Provided text.
Hannibal “Shiizakana” Review (2×09)

26 Apr

Hannibal - Season 2

“Adapt. Evolve. Become.”

As we watch Hannibal Lecter’s and Will Graham’s relationship develop, the question becomes: Who has the upper hand? Is it Hannibal, fostering the killer inside what he views as his mentee, or is it Will, luring Dr. Lecter into a false sense of security before he tears him apart?

Although the case itself isn’t all that compelling, it does tie in thematically with the rest of the episode. Randall Tier is someone whose instincts compel him to kill, compel him to become an animal–a beast–and return to his most primal instincts. This is exactly the kind of transformation Hannibal is hoping to cultivate in Will, but the problem is that Will knows exactly what’s happening. For, he’s willing to become the very thing Hannibal wants him to become, even if at heart, that very thing hasn’t been in him all along.

The beginning of the episode is a doozy, and it conveys this exact idea. When Will “kills” Hannibal, he doesn’t do so with his own hands, suggesting that he isn’t who Lecter believes he is. Yet, he’s getting closer and closer, moving from attempted murder through his admirer a few weeks back to confronting Hannibal at gunpoint to actually killing him through dreams (similar to how Will and Abigail’s fishing scenes moved from dreams to reality last week with the conversation with Crawford, Will’s dreams may eventually become reality).

Will’s definitely luring Hannibal in, and this is expertly conveyed by Mikkelsen throughout, as the show utilizes close up face shots to convey a sense of intimacy. We see the curiosity in his eyes and through his head tilts and through his nods, and this is definitely the mark of a man who’s genuinely excited about what he believes he’s doing. After all, he does believe he’s a God-like figure, crafting killers left and right with Margot Verger or Randall Tier or Will Graham.

The trouble with this idea is that Hannibal isn’t God, in that he can only get to each of these people through a certain foundation: Margot’s relationship with her brother, Tier’s mental illness, etc. At first, he was able to do so with Will, but this is a whole new ball game. As Bryan Fuller states in an interview, he’s “fascinated by man’s capacity for sin”. Will will kill, but does that make him a killer in the way that Hannibal wants him to be, a killer he’s fascinated by? Right now, the answer’s yes, but he may be regretting that very soon.

Actions to take.
(A) In the Hannibal episode review, what does Bryan Fuller say in an interview that he is fascinated by?
(B) Extend the Hannibal episode review by writing what comes after its final sentence.
The records after this point are separate material and have no connection to the review.

Data excerpts:

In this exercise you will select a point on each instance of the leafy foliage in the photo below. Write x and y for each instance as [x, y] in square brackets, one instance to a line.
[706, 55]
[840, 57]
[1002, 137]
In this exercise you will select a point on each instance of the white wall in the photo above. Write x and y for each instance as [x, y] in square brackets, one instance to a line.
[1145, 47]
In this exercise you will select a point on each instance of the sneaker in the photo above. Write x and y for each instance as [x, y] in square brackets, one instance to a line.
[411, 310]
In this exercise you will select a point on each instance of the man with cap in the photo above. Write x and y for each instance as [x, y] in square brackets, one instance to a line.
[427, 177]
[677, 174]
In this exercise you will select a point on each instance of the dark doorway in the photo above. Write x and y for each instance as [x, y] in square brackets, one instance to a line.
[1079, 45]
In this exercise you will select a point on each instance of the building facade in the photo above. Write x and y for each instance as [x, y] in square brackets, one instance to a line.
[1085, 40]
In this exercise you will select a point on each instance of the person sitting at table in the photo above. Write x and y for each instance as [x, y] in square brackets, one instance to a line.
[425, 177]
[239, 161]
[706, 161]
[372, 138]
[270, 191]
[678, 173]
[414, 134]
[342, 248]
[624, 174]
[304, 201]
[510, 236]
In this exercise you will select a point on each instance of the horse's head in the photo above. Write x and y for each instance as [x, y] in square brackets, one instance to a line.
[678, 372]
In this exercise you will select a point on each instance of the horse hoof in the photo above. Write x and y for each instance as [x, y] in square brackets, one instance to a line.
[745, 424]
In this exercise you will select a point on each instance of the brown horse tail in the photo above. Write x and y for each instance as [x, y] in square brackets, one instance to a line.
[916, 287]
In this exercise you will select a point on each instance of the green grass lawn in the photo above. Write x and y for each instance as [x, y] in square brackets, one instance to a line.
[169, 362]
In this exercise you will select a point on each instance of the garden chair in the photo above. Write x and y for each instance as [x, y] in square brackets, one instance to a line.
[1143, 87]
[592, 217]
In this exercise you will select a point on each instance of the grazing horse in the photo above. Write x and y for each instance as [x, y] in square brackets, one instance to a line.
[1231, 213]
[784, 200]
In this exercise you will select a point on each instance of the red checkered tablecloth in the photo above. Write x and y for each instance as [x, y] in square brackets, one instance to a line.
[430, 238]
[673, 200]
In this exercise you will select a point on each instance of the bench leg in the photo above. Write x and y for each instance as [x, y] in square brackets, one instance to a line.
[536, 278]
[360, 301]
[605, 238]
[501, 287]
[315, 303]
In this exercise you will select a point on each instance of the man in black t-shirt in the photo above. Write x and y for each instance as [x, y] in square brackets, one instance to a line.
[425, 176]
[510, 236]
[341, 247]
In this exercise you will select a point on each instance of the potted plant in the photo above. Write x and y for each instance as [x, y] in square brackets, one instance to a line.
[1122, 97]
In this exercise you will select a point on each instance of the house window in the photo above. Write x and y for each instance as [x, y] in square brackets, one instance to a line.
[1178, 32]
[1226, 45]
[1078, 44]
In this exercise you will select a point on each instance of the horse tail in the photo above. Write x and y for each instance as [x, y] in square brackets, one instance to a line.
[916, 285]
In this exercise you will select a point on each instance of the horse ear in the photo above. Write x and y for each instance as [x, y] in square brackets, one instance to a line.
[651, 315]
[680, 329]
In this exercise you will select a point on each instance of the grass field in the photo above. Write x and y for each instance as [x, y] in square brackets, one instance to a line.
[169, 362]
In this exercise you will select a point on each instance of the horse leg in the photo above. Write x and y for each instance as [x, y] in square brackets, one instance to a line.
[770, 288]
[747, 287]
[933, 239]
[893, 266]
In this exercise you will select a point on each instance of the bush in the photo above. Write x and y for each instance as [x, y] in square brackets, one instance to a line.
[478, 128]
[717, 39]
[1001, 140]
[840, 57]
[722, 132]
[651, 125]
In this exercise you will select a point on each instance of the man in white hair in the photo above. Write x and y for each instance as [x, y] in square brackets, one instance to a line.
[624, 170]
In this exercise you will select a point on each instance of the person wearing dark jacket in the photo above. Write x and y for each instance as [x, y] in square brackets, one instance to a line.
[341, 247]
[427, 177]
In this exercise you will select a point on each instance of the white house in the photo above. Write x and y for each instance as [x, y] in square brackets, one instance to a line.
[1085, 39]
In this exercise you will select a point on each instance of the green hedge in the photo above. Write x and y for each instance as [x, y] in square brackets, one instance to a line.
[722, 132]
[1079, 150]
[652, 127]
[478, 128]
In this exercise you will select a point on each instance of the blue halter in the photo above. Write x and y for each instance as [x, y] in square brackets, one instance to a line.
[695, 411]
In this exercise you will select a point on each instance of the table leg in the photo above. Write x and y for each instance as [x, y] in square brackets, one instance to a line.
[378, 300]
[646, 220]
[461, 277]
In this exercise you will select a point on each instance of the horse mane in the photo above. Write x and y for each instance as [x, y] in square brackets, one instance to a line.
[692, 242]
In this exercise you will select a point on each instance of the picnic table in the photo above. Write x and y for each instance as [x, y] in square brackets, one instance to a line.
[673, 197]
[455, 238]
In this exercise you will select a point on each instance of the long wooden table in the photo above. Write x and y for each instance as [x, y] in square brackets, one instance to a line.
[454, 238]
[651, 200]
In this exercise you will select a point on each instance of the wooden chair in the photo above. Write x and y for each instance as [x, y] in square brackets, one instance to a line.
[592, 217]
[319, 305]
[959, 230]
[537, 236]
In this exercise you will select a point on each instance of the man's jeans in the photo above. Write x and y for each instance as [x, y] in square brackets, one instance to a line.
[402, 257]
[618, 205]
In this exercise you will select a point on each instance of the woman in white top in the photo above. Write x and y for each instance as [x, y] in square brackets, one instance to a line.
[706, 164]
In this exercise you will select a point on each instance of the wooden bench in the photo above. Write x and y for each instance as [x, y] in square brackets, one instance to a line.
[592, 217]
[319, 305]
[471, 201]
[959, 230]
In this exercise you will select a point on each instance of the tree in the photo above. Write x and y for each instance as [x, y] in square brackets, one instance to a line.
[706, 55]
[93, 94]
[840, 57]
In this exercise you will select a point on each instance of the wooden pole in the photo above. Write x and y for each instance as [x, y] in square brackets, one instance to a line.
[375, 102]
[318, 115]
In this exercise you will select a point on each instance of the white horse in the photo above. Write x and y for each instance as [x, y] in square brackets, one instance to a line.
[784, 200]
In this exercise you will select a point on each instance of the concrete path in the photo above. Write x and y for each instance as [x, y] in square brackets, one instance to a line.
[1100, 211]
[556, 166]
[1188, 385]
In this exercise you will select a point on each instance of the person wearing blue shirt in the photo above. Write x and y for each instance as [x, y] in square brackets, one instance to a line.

Answers for this exercise.
(A) He is fascinated by man's capacity for sin.

(B)
The beast may be inside all of us, but soon, we may be in the belly of the beast.



-Thank you, show, for not killing one of Will’s dogs. That would be unforgivable.

-When someone in a beast suit crashes through your window to kill you because of the psychological mind games your cannibal therapist–who you want to kill–is playing, you know you’ve truly made it.

-Really subtle and fantastic acting by Mikkelsen when du Maurier is mentioned; he seems annoyed, considering she got away, and Mikkelsen conveys that perfectly through one expression.

-Dire wolves! *Remembers the Red Wedding, sobs*

-Nice little scene between Peter and Will, in which Peter states that humans are the only ones who kill just to kill. Yet, while it may seem as if this should apply to Tier, I feel that his story is more complex than that; like mentioned in my review, it’s because he believes he’s an animal, not because he’s human and wants to kill.

-This was posted in the morning because I was burned out following the Hawks and Bulls games last night. I’m happy with the results, though.

Photo credit: NBC, Hannibal

One Response to “Hannibal “Shiizakana” Review (2×09)”

  1. davecrewe April 27, 2014 at 12:19 am #

    I feel like the show’s lost a little momentum mid-season, but it still remains utterly gorgeous. And the soundtrack was especially amazing this episode.